Collective Intelligence

Nick Bostrom has described collective intelligence as joint problemsolving capacity”. There are many examples of problems that have been solved by more than a single individual and which probably could not have been solved by a single person. When a new drug is discovered and developed it is not done by a single person but by a team of people working toward a collective goal, sometimes in collaboration with other teams performing similar, related research. Projects such as the Human Genome Project was a massive research project that was only able to achieve its goal by the collective research of twenty teams across six countries over thirteen years. In our daily lives we often tackle jobs at work that require the cooperation of several people or large teams to solve problems and implement solutions. We are surrounded by evidence that our problem-solving potential is increased by combining the skills of multiple individuals. This increase in potential is realized for two reasons.

First, we have an additive effect. Think of a simple example where our goal is to identify all red objects in a warehouse. A single individual may be able to pick out and identify each object in 1 second. Therefore they can sort through 60 objects per minute, 3600 objects in an hour. But if we can enlist ten people to take on this task, assuming they are all able to sort through objects at the same rate, we can sort through 36,000 in an hour. In other words, we can accomplish the task ten times as fast! This is of course a rather simple uninteresting example, but this is the way many tasks are accomplished. The pyramids of Egypt were built this way, and many intellectual tasks are as well.

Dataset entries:
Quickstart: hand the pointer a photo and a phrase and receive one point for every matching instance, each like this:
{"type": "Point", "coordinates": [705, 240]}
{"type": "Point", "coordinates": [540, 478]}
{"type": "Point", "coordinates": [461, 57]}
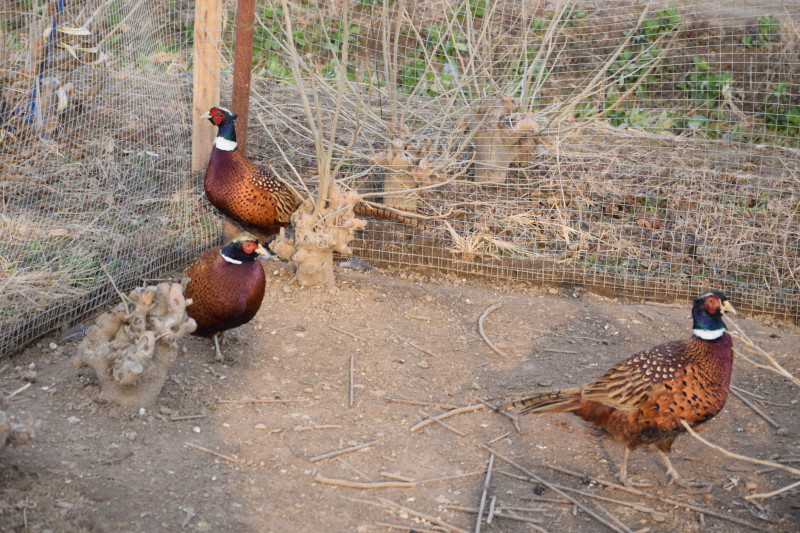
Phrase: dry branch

● Required work
**a.** From the collective intelligence text, rewrite the passage that begins at "First, we have" and stops after "are as well.", replacing "warehouse" with "storeroom".
**b.** List every number of objects sorted that the warehouse example in the collective intelligence text gives.
**c.** According to the collective intelligence text, how many research teams made up the Human Genome Project?
These lines are separate from the collective intelligence text.

● Answers in order
**a.**
First, we have an additive effect. Think of a simple example where our goal is to identify all red objects in a storeroom. A single individual may be able to pick out and identify each object in 1 second. Therefore they can sort through 60 objects per minute, 3600 objects in an hour. But if we can enlist ten people to take on this task, assuming they are all able to sort through objects at the same rate, we can sort through 36,000 in an hour. In other words, we can accomplish the task ten times as fast! This is of course a rather simple uninteresting example, but this is the way many tasks are accomplished. The pyramids of Egypt were built this way, and many intellectual tasks are as well.

**b.** 60, 3600, 36,000

**c.** Twenty teams.